(Entries pointing to labeled objects)
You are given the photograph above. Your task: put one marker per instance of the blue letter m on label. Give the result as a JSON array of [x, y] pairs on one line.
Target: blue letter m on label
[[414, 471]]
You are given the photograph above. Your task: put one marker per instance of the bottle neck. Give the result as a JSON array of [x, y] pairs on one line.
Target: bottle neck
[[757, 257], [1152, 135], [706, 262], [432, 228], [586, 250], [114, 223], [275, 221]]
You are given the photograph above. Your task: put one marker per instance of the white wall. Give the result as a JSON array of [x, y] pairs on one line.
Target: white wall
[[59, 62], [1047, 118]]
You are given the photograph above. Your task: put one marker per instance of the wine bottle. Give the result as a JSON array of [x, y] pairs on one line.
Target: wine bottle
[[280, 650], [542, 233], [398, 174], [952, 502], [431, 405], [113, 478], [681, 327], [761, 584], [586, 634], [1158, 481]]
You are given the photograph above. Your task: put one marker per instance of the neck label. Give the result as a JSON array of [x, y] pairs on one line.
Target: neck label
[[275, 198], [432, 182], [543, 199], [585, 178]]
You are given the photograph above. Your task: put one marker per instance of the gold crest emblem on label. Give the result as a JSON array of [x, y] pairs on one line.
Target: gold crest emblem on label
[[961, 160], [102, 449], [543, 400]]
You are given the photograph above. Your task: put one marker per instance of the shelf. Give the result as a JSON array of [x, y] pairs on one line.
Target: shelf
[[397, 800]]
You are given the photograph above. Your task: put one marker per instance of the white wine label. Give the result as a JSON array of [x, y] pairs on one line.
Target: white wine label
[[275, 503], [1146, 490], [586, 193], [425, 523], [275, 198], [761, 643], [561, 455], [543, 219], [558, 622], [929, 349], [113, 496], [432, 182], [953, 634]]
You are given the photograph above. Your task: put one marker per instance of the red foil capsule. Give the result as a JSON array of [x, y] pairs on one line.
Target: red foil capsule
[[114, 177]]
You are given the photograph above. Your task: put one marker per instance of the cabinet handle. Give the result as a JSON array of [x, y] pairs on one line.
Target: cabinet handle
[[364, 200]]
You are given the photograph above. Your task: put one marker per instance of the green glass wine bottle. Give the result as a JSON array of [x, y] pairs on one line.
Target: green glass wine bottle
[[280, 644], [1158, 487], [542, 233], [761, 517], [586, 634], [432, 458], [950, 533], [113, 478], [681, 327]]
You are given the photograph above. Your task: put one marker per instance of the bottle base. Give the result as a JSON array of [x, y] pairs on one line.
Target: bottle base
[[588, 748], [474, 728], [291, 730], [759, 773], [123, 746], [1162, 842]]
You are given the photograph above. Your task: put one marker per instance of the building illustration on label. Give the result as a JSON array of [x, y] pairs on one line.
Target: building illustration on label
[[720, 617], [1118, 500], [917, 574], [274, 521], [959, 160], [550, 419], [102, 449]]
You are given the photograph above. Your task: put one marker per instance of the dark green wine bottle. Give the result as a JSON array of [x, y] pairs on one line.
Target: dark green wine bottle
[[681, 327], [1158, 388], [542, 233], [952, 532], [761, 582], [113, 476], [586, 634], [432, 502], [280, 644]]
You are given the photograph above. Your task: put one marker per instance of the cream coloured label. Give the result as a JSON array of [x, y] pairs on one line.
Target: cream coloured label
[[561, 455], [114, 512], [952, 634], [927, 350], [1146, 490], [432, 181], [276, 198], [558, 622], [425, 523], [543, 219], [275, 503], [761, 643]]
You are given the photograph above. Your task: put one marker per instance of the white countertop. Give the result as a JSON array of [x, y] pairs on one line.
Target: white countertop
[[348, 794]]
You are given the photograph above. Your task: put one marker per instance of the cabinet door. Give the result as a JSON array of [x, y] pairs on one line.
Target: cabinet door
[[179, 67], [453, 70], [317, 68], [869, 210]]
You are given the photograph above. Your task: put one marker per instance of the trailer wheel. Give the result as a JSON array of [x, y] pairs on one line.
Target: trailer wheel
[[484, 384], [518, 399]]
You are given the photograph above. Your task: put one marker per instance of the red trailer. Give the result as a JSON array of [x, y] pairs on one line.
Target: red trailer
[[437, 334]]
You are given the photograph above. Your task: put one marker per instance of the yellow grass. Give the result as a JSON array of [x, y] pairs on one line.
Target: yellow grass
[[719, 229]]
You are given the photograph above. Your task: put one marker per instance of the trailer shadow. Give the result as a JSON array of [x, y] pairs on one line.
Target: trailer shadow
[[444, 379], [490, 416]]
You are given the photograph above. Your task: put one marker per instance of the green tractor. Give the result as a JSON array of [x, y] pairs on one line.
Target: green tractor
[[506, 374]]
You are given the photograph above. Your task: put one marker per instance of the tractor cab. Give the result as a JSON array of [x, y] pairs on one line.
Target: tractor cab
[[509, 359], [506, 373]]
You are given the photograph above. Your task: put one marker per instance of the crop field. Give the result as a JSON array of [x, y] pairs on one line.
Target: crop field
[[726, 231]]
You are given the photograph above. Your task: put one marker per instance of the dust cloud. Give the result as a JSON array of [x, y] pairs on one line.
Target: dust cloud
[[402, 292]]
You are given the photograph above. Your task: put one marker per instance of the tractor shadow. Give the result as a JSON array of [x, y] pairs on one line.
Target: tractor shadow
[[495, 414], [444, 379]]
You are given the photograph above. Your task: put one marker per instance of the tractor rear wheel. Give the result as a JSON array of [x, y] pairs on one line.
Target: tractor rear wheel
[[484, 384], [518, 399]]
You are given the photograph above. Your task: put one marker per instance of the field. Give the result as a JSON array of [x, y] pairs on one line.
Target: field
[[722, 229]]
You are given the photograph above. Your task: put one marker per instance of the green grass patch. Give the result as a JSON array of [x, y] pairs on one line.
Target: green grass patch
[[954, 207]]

## TASK OBJECTIVE
Reproduce the material verbatim, from the line containing "the green grass" through the end of the material.

## WRITTEN RESPONSE
You are given the photograph above. Your task: put one marker per instance of the green grass patch. Give the result as a JSON array of [x, y] pairs on one line.
Target: green grass patch
[[954, 207]]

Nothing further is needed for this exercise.